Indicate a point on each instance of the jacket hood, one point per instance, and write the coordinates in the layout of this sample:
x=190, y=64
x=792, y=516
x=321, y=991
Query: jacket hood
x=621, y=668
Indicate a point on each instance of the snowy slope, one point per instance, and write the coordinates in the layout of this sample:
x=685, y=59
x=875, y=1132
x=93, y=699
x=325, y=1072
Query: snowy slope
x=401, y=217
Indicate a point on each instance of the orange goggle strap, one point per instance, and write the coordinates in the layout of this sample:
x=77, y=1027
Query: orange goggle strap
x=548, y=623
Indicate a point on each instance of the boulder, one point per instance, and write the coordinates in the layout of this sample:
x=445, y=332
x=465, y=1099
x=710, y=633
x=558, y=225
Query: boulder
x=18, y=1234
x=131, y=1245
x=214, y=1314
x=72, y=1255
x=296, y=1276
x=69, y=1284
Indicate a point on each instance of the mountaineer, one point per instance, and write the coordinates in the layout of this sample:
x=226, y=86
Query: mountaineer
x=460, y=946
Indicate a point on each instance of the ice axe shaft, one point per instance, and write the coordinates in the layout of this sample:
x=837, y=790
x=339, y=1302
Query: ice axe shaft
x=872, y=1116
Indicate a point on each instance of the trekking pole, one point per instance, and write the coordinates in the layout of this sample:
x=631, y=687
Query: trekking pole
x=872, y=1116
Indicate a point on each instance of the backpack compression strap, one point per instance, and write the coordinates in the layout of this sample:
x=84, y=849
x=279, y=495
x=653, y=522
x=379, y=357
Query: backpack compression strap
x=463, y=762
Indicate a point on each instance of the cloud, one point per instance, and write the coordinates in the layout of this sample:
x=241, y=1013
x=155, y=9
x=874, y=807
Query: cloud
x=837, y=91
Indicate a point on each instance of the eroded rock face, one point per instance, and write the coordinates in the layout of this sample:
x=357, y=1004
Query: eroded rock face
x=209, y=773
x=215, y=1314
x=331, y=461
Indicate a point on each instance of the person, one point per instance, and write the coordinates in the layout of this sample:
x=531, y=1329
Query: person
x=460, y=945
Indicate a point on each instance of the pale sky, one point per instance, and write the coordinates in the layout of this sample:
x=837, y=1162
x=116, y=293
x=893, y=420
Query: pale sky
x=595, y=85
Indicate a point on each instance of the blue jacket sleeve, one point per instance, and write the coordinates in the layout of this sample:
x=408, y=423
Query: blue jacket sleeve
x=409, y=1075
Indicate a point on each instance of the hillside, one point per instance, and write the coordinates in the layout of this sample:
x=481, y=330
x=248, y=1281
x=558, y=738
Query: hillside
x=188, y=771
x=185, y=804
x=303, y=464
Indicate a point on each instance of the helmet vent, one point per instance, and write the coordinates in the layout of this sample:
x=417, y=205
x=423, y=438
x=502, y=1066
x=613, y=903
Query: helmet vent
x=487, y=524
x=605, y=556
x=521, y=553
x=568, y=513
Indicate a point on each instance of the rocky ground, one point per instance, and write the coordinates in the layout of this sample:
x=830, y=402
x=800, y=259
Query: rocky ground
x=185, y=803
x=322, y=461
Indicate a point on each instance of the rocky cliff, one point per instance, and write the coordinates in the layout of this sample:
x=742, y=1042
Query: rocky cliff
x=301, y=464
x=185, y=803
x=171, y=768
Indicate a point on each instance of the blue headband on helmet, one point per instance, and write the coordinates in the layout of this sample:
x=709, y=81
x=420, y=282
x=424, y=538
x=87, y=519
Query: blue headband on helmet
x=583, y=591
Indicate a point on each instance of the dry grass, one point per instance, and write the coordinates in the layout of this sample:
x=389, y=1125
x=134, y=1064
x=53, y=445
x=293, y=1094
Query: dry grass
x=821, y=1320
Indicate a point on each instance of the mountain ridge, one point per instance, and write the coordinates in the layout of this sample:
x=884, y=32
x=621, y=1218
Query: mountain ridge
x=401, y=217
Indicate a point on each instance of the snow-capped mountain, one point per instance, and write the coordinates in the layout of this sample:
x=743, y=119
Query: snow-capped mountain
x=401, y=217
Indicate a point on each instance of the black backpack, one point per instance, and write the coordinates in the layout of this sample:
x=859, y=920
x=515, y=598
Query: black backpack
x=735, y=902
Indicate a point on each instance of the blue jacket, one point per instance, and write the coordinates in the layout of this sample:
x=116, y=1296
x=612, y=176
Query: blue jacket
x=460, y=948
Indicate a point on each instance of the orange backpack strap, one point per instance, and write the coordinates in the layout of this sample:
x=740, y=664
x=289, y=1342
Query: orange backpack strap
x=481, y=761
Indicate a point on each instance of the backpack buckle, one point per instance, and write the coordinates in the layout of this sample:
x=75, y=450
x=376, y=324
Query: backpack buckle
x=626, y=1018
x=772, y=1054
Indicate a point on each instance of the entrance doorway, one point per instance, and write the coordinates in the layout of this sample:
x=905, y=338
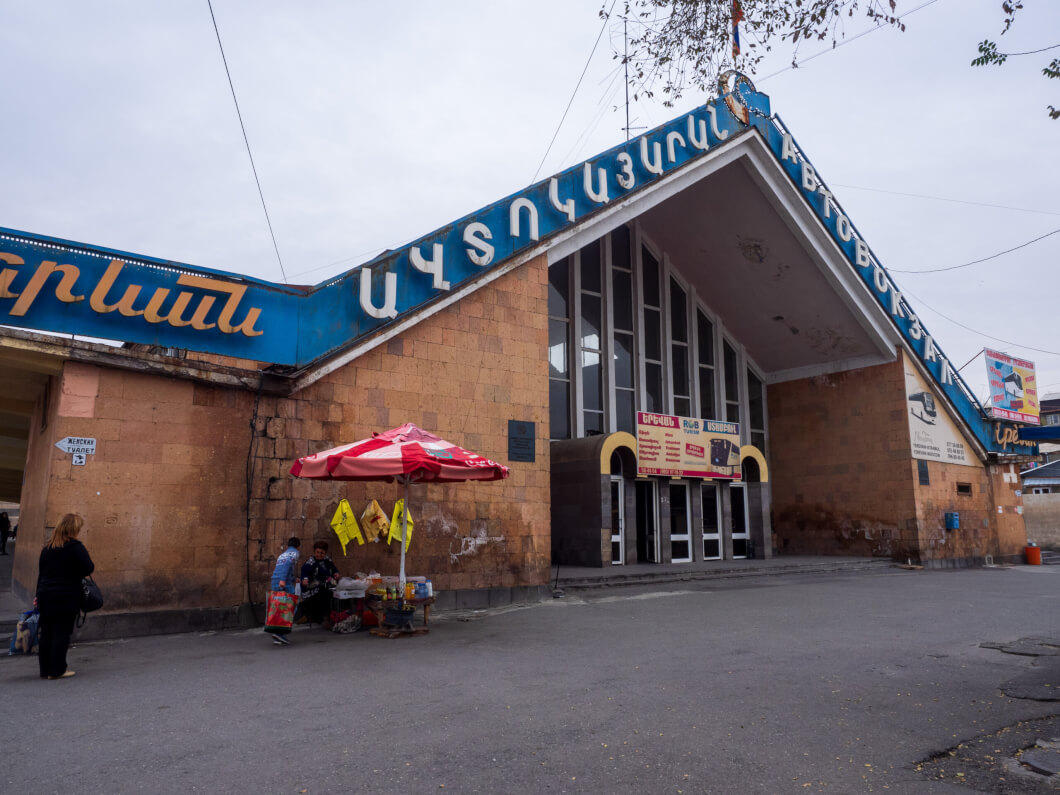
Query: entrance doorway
----------------
» **CHALLENGE**: Reproduce every entry above word for word, but leave out the pictures.

» **ANSWER IN FULL**:
Indicate a point on each instance of the jacket hood, one point per instance, and write the coordinates in the layout of this sample:
x=190, y=64
x=792, y=516
x=321, y=991
Query: jacket hood
x=621, y=668
Indicate a point on each instance of the snowy slope, one point per instance, and write the coordinates in the layout of this sample:
x=685, y=59
x=875, y=1132
x=93, y=699
x=325, y=1072
Query: snowy slope
x=401, y=217
Indicate a point on each instance of the orange goggle strap, one point per instance, and write the coordinates in the layout of this sample:
x=77, y=1027
Query: orange goggle strap
x=548, y=623
Indicate a point on each instance of the boulder, one point per instance, and write the coordinates in the layout of this sample:
x=445, y=332
x=465, y=1099
x=710, y=633
x=558, y=225
Query: boulder
x=18, y=1234
x=131, y=1245
x=214, y=1314
x=72, y=1255
x=296, y=1276
x=69, y=1284
Indicate a point on each instance of the mountaineer, one point per instance, and write the coordinates in the layout of this sample:
x=226, y=86
Query: mountaineer
x=460, y=946
Indicate a point on each instance of the ice axe shaft, one point per instance, and write the coordinates in the layout of this sample:
x=837, y=790
x=339, y=1302
Query: ice axe shaft
x=872, y=1116
Indicate a point on each instance of the trekking pole, one point per instance, and write the coordinates in the layout of this sample:
x=631, y=687
Query: trekking pole
x=872, y=1116
Indicate a point on each instance of the backpack compression strap, one point per instance, and write the coordinates in the layout of this sample:
x=84, y=849
x=279, y=495
x=653, y=522
x=379, y=357
Query: backpack compression strap
x=463, y=762
Indicate a point on each instance of the cloud, one point per instance, and write the coordinates in the layout of this sample:
x=241, y=1013
x=155, y=9
x=874, y=807
Query: cloud
x=837, y=91
Indicate a point on each instance of the eroded rock face, one point per instance, and write the coordinates in the layout of this sample:
x=357, y=1004
Query: eroded rock face
x=209, y=773
x=215, y=1314
x=331, y=461
Indicate a point on each instance of the person, one point per instance, and write the coordinates in the layout of this sample:
x=531, y=1329
Query: person
x=460, y=945
Indicate a point on each instance of the pale sky, one point per instance, and write the coordinates in the layout of this sample:
x=837, y=1162
x=116, y=293
x=893, y=420
Query: pale sky
x=595, y=85
Indicate a point on each instance of the blue jacket sleeve, one point per instance, and write the coordinates in the layout of this sample:
x=408, y=423
Query: blue jacket sleeve
x=409, y=1075
Indicate a point on each instance of the hillside, one point per instance, and write the coordinates in the layout of this sample:
x=481, y=330
x=248, y=1281
x=558, y=738
Query: hillside
x=188, y=771
x=185, y=804
x=303, y=464
Indicate a point on each instance of the helmet vent, one point per instance, and write the coordinates in the layout of this sample:
x=417, y=205
x=423, y=438
x=502, y=1066
x=613, y=903
Query: helmet vent
x=487, y=524
x=605, y=556
x=521, y=553
x=568, y=513
Indicate a point on each instance of the rocky ground, one point per instance, and write the coordinates in the layout of this sample:
x=830, y=402
x=800, y=259
Query: rocky ground
x=185, y=803
x=322, y=461
Indicate a point on each instance of the rocky cliff, one point per instance, and write the coordinates in the layout of this sample:
x=742, y=1042
Query: rocky cliff
x=301, y=464
x=185, y=803
x=171, y=768
Indicate a point on each instance of the blue headband on helmet, one point per instance, and write the coordinates in the layout of this sample:
x=709, y=81
x=420, y=282
x=424, y=538
x=87, y=519
Query: blue headband on helmet
x=583, y=591
Indicate a point on each instance of the dry grass, one point per instance, and write the coordinates in the layout of this sample:
x=389, y=1125
x=134, y=1064
x=53, y=445
x=293, y=1094
Query: dry grass
x=821, y=1320
Indicate a point on each instance of the mountain ridge, one point per instance, and write the coordinates in the layout of this sample:
x=884, y=32
x=621, y=1218
Query: mountain ridge
x=401, y=217
Indicate a point on each instance of the snow-capped mountain, one point per instance, and write the coordinates in the layout of this sample:
x=743, y=119
Query: snow-capped mountain
x=401, y=217
Indicate a point on each instance of the black backpack, one point per instance, and write the coordinates in the layout of this sample:
x=859, y=920
x=515, y=598
Query: black backpack
x=735, y=902
Indicate a point on each instance of the blue jacket, one point per instance, and write the coordinates in the layout of this sample:
x=116, y=1296
x=612, y=176
Query: blue jacket
x=460, y=948
Indicate a point on each instance of the orange backpack strap, one point per instance, and write the coordinates in the layout of this sample:
x=740, y=664
x=289, y=1342
Query: orange backpack strap
x=481, y=761
Indicate a point on each instance of the backpack buckle, one point per instance, and write the coordinates in the layout of this sample:
x=75, y=450
x=376, y=324
Query: backpack buckle
x=626, y=1018
x=772, y=1054
Indicate a point on each instance of the entrance doorway, one point per instance, and write the coordinates in the layout of this sample:
x=905, y=338
Query: entrance doorway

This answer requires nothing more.